**EXERCISE REQUIREMENTS**
List every line below that contains the string "return", copying each one in full.

-*-*-

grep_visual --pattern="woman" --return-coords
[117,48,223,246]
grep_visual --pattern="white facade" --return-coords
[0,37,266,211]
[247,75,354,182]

-*-*-

**ANSWER FOR THIS EXERCISE**
grep_visual --pattern="woman" --return-coords
grep_visual --pattern="white facade" --return-coords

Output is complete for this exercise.